> [Problem statement] Collect and copy out every line of the data below that contains the word "hand".

Object detection data
○ ○ ○ ○ ○

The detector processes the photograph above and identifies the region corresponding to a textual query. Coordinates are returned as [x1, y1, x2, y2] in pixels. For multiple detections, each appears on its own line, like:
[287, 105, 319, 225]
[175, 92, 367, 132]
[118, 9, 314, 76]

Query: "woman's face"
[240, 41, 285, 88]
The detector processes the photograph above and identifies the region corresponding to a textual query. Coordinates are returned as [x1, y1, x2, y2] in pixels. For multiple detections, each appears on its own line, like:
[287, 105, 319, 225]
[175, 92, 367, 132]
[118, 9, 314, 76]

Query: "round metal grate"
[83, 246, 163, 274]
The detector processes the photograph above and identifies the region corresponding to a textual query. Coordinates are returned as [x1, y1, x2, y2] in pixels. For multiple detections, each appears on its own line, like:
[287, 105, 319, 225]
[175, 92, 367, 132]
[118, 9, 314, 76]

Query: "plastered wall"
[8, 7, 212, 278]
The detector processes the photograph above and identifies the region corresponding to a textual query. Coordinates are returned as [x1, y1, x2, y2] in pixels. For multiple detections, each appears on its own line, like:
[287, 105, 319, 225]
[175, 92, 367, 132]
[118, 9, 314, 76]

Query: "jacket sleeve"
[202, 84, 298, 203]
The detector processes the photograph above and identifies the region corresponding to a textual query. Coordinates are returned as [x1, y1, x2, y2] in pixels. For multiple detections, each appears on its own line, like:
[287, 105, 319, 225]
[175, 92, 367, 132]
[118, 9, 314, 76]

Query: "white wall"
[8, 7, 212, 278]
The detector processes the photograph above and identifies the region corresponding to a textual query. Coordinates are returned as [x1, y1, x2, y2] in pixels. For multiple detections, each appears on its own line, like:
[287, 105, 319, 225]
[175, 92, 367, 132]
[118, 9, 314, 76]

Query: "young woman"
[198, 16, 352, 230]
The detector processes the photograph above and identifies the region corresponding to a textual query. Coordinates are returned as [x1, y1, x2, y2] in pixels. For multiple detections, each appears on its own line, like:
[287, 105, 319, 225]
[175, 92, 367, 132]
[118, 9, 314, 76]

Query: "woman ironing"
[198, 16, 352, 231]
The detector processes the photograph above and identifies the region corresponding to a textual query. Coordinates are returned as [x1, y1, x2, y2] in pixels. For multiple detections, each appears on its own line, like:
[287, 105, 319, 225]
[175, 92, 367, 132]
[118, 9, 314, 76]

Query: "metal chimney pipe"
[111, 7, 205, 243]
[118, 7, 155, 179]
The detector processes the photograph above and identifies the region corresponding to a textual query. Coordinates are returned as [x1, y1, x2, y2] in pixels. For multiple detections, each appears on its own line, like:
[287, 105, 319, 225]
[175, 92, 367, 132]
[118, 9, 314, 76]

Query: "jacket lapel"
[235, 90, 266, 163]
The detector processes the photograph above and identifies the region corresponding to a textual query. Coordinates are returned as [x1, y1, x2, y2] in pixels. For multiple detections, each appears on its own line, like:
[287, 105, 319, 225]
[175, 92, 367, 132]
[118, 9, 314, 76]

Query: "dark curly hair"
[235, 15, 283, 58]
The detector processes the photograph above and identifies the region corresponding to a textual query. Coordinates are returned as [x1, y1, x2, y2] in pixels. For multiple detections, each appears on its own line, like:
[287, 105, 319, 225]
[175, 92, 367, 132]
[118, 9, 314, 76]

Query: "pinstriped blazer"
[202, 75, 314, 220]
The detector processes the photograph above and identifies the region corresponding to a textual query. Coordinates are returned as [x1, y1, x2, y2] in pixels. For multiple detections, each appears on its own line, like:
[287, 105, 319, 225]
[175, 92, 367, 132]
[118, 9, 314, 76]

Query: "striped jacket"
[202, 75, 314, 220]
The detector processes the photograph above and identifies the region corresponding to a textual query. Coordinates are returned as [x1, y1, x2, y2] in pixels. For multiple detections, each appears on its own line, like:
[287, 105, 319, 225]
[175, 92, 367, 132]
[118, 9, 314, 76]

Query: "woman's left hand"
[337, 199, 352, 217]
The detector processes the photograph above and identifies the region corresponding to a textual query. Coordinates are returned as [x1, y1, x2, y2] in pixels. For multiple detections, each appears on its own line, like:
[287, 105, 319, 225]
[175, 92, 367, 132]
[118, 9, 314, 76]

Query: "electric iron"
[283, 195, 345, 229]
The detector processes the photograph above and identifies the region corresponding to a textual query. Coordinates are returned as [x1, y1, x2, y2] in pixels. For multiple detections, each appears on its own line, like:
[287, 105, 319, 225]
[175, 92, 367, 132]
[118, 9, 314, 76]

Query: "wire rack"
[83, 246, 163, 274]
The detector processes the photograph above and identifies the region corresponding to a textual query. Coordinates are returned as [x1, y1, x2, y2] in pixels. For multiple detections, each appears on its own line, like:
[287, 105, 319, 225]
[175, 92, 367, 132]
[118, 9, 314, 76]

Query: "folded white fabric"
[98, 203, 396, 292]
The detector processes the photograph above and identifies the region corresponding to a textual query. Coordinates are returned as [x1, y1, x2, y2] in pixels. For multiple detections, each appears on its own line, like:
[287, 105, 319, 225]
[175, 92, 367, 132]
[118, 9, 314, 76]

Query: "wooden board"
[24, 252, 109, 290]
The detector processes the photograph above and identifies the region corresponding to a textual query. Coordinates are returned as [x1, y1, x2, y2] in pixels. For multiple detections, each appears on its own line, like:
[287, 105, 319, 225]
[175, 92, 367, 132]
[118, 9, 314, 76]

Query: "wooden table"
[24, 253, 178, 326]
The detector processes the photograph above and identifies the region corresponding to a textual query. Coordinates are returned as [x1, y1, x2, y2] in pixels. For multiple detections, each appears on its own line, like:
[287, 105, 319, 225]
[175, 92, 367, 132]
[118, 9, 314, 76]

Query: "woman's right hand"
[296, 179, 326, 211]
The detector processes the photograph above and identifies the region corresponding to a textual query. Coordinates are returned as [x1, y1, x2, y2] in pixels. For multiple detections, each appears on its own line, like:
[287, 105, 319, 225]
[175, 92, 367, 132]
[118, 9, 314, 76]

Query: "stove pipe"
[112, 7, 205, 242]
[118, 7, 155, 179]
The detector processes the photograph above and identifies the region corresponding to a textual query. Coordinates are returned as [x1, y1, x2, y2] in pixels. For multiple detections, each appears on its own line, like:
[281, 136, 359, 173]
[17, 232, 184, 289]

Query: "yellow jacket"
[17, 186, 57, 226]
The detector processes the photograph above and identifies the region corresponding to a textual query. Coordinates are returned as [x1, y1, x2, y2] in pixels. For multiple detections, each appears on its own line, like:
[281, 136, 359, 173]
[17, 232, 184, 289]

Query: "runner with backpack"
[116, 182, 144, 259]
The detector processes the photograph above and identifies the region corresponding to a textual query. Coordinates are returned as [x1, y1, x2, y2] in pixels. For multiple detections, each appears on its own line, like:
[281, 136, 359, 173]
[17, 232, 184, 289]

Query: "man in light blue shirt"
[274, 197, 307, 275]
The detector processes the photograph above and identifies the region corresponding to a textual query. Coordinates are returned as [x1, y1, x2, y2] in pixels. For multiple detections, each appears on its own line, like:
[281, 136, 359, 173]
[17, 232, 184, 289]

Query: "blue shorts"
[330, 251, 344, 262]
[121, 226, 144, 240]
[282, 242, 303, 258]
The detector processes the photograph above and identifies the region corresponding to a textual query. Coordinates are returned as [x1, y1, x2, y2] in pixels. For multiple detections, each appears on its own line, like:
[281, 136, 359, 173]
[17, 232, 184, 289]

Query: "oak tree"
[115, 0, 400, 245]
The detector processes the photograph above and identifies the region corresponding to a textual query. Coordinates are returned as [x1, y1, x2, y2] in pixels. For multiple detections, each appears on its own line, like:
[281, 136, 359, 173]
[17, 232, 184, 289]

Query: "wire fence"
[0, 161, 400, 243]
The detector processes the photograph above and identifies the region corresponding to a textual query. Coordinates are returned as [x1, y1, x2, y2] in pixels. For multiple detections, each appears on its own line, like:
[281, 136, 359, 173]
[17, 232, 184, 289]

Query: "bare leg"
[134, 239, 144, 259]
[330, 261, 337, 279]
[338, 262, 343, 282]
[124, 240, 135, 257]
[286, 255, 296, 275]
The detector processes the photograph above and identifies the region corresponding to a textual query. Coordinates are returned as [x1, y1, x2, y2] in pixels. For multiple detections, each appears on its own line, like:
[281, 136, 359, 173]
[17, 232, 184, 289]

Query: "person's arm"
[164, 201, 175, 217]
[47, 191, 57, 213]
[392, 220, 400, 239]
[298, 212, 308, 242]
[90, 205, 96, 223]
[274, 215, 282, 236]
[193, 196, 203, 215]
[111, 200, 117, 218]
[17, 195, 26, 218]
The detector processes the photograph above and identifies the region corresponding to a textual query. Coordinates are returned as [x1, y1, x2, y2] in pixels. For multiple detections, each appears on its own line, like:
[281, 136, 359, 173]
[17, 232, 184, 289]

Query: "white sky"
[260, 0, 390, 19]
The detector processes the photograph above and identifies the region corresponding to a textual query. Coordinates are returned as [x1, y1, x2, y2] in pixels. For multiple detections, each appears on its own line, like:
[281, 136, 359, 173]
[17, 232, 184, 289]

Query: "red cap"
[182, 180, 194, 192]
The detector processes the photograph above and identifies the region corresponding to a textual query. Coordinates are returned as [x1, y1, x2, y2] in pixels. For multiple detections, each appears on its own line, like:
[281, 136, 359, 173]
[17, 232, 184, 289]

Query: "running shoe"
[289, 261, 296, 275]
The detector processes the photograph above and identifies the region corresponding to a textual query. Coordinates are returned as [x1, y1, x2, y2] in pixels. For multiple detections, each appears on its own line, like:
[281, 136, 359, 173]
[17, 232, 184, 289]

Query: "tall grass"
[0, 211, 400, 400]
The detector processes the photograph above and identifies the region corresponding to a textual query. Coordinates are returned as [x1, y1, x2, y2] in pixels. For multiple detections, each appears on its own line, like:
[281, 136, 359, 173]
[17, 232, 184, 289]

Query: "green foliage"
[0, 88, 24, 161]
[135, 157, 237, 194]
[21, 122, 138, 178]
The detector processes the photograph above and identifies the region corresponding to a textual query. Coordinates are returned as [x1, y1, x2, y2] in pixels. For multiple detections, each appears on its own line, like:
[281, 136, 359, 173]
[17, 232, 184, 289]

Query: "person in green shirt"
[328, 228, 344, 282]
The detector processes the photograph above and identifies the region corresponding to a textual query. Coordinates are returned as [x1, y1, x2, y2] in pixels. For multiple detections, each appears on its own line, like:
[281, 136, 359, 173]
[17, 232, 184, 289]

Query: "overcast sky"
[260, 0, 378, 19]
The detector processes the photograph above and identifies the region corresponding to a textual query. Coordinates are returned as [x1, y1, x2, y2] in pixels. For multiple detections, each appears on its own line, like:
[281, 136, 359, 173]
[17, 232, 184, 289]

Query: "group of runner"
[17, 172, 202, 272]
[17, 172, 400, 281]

○ ○ ○ ○ ○

> [Answer in full]
Query: "woman's left hand"
Query: "woman's right hand"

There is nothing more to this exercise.